## WORK TO BE COMPLETED:
In the binomial probability excerpt, how is the equation for N factorial divided by X factorial times N minus X factorial read aloud?
[start EXCERPT TO READ]
The fourth assumption, the trials being independent, will allow us to use the special ad dition rule. the overall probability of X successes would be the probability of one combination of successes and failures that gives X successes or a second combination of successes and failures that gives X successes or a third combination etc.
Like in the coin flipping example we looked at there were twenty different combinations and we had to consider them all.
If all the trials are independent then we can calculate the probability of combination one or combination two or combination three etc. by calculating the probability of combination one plus the probability of combination two plus the probability of combination three etc.

Slide 8

So we will be calculating the overall probability of X number of successes as the sum of the probabilities of all the different combinations of successes and failures that give X successes.
if the probability of success is constant all the combinations are equally likely.
We could therefore calculate our choice of one combination and then multiply that probability by the number of combinations.
The easiest combination to calculate the probability for would be X successes followed by N minus X failures.
This would be the probability of success raised to the X power times the probability of failure raised to the N minus X power
Since the probability of failure is 1 minus the probability of success, because of our assumption of only two possible outcomes, we can get that final equation where the probability of seeing X successes followed by N minus X failures is the probability of success raised to the X power times the probability of 1 minus success raised to the N minus X power.

Slide 9

That just leaves the question how many combinations are there for two outcomes when we know how many of each outcome there are.

Slide 10

This brings us to something called the binomial coefficient.
If you have N trials and X are successes, then the number of different combinations will be given by the equation to the right.
We read this equation as "N choose X" and it is equal to N factorial divided by X factorial times N minus X factorial.
In case you don't remember, the exclamation point represents a factorial so N! Is "N factorial"
Factorials are calculated by taking the number and multiplying it by each integer less than it down to the number one.
For example 6 factorial is 6 * 5 * 4 * 3 * 2 * 1 which is equal to 720.
Note also that 0 factorial is defined as being equal to 1

Slide 11

So thinking about 3 successes in six trials, this would be "6 choose 3" which is 6 factorial over 3 factorial times 6 minus 3 factorial.
Writing out with this represents gives us 6 times 5 times 4 times 3 times 2 times 1 in the numerator and 3 times 2 times 1 multiplied by 3 times 2 times 1 in the denominator.

Slide 12

A nice feature of fractions with factorials is that often lots of cancellation occurs.
For example, the 3 times 2 times 1 cancels on the top and the bottom and the 3 times 2 times 1 in the denominator is equal to six which cancels with the six in the numerator.
The whole thing reduces nicely down to 5 times 4 equals 20

Slide 13

2 quick things before we continue with the binomial probability calculations.
First, "N choose X" is also written using other nomenclature. All those terms there are also used in different places to represent the same fraction of factorials. When you're reading about binomial probabilities, you'll have to take a little bit of time to figure out which shorthand they're using.
[end EXCERPT TO READ]
[start MATERIAL]
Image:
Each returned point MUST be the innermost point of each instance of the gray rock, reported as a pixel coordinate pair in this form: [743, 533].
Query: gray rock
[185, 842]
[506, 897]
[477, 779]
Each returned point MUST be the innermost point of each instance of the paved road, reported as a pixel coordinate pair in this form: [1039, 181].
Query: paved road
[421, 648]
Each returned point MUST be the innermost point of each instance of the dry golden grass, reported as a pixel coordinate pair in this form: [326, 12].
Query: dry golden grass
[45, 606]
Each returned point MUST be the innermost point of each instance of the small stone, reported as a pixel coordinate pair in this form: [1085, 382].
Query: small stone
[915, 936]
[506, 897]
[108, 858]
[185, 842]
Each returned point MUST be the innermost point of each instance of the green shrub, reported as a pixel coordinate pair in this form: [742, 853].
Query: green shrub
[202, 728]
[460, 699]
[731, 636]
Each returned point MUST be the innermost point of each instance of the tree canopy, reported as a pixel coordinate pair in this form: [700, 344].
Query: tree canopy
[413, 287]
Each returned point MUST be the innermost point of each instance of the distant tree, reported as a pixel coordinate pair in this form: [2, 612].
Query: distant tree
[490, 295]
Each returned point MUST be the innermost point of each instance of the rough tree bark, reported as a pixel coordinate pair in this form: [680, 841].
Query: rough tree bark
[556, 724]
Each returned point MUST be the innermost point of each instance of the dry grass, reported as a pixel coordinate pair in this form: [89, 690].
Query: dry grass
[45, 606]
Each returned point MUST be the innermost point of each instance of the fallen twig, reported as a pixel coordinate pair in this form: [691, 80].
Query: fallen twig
[end MATERIAL]
[start MATERIAL]
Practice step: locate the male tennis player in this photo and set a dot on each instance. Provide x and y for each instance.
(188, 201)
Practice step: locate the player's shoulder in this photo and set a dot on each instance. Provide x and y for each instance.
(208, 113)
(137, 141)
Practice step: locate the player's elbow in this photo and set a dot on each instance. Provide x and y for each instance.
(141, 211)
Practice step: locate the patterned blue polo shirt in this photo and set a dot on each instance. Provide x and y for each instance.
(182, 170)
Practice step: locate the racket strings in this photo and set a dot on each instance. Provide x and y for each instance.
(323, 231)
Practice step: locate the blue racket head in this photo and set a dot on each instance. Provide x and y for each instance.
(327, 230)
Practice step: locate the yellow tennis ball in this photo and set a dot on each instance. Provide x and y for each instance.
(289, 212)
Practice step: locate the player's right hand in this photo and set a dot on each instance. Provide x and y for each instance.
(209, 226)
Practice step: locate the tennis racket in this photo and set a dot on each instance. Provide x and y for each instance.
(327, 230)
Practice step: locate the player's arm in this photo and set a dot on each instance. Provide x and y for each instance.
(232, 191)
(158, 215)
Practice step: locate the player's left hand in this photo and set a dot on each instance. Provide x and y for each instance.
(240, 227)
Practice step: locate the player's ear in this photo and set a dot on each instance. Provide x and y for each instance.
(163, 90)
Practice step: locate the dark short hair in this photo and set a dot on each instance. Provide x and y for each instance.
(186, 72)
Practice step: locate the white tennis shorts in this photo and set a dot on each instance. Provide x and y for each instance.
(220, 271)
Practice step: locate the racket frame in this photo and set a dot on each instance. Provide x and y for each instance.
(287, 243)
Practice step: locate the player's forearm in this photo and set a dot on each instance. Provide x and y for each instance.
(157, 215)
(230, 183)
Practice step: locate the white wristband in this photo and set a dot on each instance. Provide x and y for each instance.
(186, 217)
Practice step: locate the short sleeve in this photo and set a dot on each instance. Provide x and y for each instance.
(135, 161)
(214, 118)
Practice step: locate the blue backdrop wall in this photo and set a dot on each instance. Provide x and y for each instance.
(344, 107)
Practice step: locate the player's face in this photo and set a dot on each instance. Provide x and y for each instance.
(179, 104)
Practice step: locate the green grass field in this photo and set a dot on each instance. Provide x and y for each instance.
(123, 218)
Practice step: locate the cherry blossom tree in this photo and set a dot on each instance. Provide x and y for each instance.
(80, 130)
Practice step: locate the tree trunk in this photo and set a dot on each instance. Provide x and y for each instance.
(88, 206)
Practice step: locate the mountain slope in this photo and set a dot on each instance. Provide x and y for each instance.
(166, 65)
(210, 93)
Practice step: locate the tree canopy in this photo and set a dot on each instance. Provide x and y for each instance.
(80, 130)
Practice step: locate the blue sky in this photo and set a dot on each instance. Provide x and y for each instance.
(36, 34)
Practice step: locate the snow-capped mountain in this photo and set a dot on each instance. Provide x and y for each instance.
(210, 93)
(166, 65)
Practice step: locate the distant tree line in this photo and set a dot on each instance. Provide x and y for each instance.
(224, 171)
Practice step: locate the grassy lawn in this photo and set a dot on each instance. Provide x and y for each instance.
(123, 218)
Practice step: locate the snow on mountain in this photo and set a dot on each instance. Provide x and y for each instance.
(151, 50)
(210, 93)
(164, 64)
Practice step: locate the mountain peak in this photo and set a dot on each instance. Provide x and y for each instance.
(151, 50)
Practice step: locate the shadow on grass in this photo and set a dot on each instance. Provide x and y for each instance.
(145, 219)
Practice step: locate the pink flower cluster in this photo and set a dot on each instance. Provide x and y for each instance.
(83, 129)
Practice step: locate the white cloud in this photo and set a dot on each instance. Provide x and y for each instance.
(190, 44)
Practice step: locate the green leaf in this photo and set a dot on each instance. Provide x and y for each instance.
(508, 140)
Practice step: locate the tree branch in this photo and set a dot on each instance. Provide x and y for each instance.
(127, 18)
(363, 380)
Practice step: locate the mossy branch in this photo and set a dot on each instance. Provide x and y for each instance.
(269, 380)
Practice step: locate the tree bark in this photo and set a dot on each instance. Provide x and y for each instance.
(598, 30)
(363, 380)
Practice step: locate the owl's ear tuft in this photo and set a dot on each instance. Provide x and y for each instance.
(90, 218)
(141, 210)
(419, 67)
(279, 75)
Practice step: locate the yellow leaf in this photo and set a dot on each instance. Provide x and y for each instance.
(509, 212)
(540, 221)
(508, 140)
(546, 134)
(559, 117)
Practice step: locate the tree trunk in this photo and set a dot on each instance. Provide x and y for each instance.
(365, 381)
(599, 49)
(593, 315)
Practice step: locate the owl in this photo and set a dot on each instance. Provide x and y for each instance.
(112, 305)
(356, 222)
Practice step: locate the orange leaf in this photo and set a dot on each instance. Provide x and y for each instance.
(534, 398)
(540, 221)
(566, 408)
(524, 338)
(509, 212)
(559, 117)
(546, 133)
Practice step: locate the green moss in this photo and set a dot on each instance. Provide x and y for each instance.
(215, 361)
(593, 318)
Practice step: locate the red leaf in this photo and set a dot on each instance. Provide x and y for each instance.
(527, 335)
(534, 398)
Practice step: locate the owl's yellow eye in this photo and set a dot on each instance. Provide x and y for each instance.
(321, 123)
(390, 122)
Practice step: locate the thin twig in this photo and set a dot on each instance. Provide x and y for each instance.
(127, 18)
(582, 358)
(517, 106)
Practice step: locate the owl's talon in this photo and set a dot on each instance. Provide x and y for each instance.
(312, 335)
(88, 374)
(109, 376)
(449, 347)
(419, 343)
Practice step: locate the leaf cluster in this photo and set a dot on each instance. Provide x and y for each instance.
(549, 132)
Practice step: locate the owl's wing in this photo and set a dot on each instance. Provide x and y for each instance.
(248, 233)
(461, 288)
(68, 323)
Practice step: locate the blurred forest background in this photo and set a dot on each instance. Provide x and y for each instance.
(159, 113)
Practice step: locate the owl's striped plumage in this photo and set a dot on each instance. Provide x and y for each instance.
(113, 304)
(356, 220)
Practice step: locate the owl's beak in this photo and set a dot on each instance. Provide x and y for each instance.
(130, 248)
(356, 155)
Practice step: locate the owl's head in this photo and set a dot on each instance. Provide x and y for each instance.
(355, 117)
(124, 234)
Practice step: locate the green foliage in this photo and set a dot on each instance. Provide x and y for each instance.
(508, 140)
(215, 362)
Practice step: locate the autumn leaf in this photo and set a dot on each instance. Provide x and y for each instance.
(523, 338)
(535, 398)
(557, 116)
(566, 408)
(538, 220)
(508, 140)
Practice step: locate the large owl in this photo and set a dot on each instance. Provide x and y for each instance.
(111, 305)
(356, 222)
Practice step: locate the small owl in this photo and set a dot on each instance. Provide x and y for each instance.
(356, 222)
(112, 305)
[end MATERIAL]
## CORRECT OUTPUT:
"N choose X"